▶ **Tarea obligatoria 1**
¿Qué líneas de las entradas de más abajo contienen la palabra "shirt"? Localízalas todas y cópialas sin cambios.

▶ **Fragmento del texto**
+++++

En comparación con la historia de la literatura en general, la LIJ tiene una vida relativamente corta. Durante décadas, jóvenes y niños han leído, entre otras cosas, adaptaciones de obras escritas originalmente para el público adulto. Si bien en algunos casos los recortes no han afectado al espíritu de la obra, como podría pensarse en el caso de algunas versiones de Julio Verne que yo recuerdo de joven (pienso, por ejemplo, en 20.000 leguas de viaje submarino), en otros casos la adaptación supuso una auténtica amputación literaria que acababa por desvirtuar la historia. Se podría poner como muestra de esto último las versiones para jóvenes de Los Viajes de Gulliver, cuya obra original fue denostada e incluso prohibida por los moralistas de la época y que, sin embargo, durante mucho tiempo fue ofrecida como ejemplo de literatura infantil y juvenil, después de descargarla de sus contenidos más agrios y satíricos. Esto, por no hablar de las versiones edulcoradas de cuentos clásicos o modernos, tras ser adaptadas por las factorías tipo Walt Disney y similares.Si durante siglos cierta literatura para adultos ha sufrido censuras y persecuciones, las obras para niños y jóvenes han sido filtradas por el triple tamiz de la moral imperante, de la consideración de que a los jóvenes y a los niños se les debe proteger de ideas que pudieran interferir en su desarrollo intelectual y emocional y de preservar al sistema de ideas que pudieran subvertir el orden establecido. Durante las primeras épocas de todas las dictaduras sudamericanas eran frecuentes los expurgos en las bibliotecas escolares, seguidas de la quema o destrucción de libros considerados nocivos y la subsiguiente persecución de críticos, autores y profesores peligrosos.

+++++

▶ **Entradas sin procesar**
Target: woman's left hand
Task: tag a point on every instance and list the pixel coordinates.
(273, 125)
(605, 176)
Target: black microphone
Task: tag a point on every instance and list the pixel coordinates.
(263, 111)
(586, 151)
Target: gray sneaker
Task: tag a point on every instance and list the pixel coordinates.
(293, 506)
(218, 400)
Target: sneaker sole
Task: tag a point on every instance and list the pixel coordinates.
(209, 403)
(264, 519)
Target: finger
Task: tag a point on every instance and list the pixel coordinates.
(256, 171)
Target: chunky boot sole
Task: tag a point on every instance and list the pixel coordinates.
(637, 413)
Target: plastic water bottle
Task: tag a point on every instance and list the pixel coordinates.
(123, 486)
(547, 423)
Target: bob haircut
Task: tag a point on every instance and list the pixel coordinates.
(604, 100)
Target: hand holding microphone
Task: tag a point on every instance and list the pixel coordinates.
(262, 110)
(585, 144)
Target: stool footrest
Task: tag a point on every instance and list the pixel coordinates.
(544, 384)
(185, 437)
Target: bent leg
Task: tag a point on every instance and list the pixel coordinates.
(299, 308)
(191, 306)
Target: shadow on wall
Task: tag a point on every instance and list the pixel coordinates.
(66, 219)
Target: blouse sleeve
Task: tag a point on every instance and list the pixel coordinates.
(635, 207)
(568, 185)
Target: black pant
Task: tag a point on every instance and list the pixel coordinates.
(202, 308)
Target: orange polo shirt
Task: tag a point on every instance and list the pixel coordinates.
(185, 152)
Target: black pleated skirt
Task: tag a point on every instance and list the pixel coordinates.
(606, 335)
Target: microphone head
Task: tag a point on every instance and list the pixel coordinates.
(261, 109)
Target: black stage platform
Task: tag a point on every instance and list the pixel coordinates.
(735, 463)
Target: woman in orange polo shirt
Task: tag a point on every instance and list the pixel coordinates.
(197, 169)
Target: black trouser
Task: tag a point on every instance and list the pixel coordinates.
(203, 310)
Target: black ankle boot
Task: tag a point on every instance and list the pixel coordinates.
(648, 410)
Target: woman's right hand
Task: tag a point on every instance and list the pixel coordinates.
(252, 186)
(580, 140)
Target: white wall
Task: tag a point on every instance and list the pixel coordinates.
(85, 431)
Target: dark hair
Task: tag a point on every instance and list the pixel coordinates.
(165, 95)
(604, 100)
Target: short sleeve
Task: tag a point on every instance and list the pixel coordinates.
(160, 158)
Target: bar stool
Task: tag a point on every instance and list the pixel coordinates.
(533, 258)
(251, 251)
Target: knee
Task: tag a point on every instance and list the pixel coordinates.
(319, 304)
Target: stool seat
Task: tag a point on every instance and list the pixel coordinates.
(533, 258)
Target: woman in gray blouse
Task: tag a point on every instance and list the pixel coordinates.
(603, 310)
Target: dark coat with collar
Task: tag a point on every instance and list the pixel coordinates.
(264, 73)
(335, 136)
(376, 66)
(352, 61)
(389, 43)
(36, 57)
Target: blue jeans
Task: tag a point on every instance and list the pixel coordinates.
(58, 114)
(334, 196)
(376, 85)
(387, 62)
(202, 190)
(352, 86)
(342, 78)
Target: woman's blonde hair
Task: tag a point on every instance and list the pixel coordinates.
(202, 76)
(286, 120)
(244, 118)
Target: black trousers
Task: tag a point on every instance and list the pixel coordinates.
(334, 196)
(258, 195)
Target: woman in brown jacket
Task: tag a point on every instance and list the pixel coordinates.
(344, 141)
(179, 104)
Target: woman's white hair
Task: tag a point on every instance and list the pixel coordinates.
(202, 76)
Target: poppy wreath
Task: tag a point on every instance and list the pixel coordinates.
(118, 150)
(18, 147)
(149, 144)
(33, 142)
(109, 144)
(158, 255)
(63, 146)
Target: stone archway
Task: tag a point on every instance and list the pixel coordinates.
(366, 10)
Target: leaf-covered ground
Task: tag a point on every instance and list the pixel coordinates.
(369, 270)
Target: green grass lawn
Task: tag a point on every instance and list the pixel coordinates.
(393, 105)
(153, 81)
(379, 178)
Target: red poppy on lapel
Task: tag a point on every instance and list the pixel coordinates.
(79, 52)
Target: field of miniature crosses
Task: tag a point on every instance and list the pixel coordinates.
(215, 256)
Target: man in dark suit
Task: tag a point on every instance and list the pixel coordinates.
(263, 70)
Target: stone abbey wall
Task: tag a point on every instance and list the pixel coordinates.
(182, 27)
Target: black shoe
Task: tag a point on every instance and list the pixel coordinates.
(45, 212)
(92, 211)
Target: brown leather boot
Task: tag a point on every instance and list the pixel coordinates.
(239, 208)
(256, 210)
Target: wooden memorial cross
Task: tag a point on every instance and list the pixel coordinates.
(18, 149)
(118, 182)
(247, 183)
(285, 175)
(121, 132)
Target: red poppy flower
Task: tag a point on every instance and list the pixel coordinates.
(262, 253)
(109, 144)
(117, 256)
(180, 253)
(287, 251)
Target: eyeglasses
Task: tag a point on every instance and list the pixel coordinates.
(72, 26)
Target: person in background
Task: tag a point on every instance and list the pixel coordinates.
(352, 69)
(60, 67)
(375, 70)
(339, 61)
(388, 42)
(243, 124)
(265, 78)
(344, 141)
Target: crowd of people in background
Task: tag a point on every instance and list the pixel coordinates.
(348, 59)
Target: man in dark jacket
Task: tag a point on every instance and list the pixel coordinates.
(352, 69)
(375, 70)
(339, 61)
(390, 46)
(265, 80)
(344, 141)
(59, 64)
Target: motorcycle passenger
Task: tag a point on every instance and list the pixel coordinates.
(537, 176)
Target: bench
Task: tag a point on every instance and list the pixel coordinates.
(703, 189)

+++++

▶ **Tarea obligatoria 2**
Devuelve íntegro el fragmento sobre la literatura infantil y juvenil que aparece más arriba, sin alterar nada.

▶ **Respuesta completa 1**
Target: orange polo shirt
Target: woman in orange polo shirt

▶ **Respuesta completa 2**
En comparación con la historia de la literatura en general, la LIJ tiene una vida relativamente corta. Durante décadas, jóvenes y niños han leído, entre otras cosas, adaptaciones de obras escritas originalmente para el público adulto. Si bien en algunos casos los recortes no han afectado al espíritu de la obra, como podría pensarse en el caso de algunas versiones de Julio Verne que yo recuerdo de joven (pienso, por ejemplo, en 20.000 leguas de viaje submarino), en otros casos la adaptación supuso una auténtica amputación literaria que acababa por desvirtuar la historia. Se podría poner como muestra de esto último las versiones para jóvenes de Los Viajes de Gulliver, cuya obra original fue denostada e incluso prohibida por los moralistas de la época y que, sin embargo, durante mucho tiempo fue ofrecida como ejemplo de literatura infantil y juvenil, después de descargarla de sus contenidos más agrios y satíricos. Esto, por no hablar de las versiones edulcoradas de cuentos clásicos o modernos, tras ser adaptadas por las factorías tipo Walt Disney y similares.Si durante siglos cierta literatura para adultos ha sufrido censuras y persecuciones, las obras para niños y jóvenes han sido filtradas por el triple tamiz de la moral imperante, de la consideración de que a los jóvenes y a los niños se les debe proteger de ideas que pudieran interferir en su desarrollo intelectual y emocional y de preservar al sistema de ideas que pudieran subvertir el orden establecido. Durante las primeras épocas de todas las dictaduras sudamericanas eran frecuentes los expurgos en las bibliotecas escolares, seguidas de la quema o destrucción de libros considerados nocivos y la subsiguiente persecución de críticos, autores y profesores peligrosos.